WORK TO COMPLETE: Continue the piece below about jokes that get taken seriously, starting right after its final sentence.

When Your Joke Goes Bust, Adjust
Have you ever tried to say something funny, only to realize not everyone realized it was a joke? So then you try to explain that you were kidding, but at that point it’s awkward and you just prefer to crawl into a hole?
Now I’m not talking about people that say things they actually mean but try to pass them off as a joke because they’re too passive to say what they really mean (“Oh, you never return my stuff! I’m just kidding…”). That drives me crazy.
No, I’m talking about the opposite scenario, where you really DID mean something as a joke but the person thought you were serious. You quickly realize your sense of humor doesn’t mesh with the other person's, and you have to adjust for future interactions.
It’s happened to me a couple times lately. Here are two scenarios:
Recently I met a colleague of a friend (let’s call him Andy) from back in Houston. I knew they had gone to medical school together, but after talking to him found out they went to undergrad together, too. Trying to make friendly conversation I said, “Oh, wow, I bet you could tell me some good stories about Andy from back in the day!”

RECORDS PROVIDED:
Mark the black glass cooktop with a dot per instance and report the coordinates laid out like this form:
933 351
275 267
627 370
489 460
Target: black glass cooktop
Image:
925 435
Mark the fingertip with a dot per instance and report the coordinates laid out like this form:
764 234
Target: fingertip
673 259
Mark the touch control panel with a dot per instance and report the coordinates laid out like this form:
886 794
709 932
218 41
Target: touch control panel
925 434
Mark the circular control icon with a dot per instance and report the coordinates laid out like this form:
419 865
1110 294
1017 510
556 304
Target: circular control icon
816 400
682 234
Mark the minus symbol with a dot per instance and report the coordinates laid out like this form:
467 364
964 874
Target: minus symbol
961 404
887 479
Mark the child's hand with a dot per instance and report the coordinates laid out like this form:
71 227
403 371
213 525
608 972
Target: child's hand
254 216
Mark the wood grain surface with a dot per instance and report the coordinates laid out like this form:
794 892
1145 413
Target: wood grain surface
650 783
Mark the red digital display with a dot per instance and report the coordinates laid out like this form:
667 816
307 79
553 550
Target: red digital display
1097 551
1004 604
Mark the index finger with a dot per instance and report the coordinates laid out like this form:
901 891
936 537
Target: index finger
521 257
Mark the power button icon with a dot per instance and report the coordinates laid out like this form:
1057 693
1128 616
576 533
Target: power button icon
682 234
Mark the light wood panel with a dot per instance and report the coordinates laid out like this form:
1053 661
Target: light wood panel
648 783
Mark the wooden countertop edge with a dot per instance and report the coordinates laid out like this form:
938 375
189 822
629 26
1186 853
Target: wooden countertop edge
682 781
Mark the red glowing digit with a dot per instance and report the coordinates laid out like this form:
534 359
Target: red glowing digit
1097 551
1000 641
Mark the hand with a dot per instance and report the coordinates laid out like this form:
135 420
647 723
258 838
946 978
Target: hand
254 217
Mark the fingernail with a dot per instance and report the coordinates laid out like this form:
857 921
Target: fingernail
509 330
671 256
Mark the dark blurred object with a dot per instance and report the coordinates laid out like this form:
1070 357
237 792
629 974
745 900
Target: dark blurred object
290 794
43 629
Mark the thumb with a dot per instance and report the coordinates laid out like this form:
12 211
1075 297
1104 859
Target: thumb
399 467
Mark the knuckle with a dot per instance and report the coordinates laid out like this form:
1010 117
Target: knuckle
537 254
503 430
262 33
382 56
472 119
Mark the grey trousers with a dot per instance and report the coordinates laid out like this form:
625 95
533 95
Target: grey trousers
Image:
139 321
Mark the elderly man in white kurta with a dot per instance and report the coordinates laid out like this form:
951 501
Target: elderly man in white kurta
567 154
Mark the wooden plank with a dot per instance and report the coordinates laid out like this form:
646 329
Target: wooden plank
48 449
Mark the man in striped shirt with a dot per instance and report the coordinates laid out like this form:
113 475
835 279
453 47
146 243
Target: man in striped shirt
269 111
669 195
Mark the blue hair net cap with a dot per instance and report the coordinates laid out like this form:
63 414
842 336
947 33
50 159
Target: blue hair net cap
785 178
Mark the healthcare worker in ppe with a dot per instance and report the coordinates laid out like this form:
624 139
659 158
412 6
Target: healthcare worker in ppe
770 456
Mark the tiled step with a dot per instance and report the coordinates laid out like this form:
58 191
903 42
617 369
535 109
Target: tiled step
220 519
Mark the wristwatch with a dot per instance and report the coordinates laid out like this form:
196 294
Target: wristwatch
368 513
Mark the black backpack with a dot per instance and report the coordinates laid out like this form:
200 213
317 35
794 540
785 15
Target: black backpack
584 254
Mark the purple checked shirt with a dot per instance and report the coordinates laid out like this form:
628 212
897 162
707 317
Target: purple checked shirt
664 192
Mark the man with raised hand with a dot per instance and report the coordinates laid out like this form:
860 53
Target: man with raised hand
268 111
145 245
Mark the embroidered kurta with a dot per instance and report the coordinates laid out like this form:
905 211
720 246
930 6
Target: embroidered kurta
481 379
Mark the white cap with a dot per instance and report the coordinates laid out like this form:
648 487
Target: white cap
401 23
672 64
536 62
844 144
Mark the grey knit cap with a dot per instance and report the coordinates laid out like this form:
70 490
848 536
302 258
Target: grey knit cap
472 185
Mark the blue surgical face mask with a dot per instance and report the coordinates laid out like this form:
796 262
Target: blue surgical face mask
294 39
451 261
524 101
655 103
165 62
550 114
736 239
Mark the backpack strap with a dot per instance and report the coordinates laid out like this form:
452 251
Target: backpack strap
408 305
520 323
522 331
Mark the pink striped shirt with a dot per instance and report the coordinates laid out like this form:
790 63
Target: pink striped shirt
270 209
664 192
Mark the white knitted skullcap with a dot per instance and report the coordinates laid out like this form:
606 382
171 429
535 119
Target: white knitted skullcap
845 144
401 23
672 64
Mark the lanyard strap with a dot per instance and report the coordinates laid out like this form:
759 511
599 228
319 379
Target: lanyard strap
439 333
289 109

ANSWER SPACE:
The man was silent for a minute, thinking. Then he shook his head and said quite seriously, “No, not really.” Silence.
Truly I wasn’t really fishing for adventures at drunken frat parties or embarrassing stories. I was simply trying to break the ice, make conversation. It was the type of comment where you would expect a laugh or at least a smile and then move on to talk about the weather or whatever small talk you discuss with someone you just met.
It was a bit awkward after that.
I picked up my daughter from preschool and found this in her cubby:
I’m pretty sure it was supposed to be a snowman. I laughed, joking with the teacher that we had a Picasso on our hands. As I gathered up her things I overheard the teacher telling another mom that she saved a piece of her son's artwork for the end of the year art show. I interjected, “What, you didn’t want this one for the art show?” I had a huge smile on my face and thought it was pretty clear that I was kidding. I mean, come on. Look at it.
But the teacher looked mortified and stammered… “Well, we can only save one piece from each student and….”
Oops. Apparently she thought I was serious. I felt terrible and tried to backpedal and explain that it was a joke, no hard feelings that my kid’s "snowman" wasn’t saved. It was awkward and I left feeling dumb. The last thing I wanted to do was make that sweet teacher feel bad. Once again, I was just trying to make funny conversation and it backfired.
What Have I Learned?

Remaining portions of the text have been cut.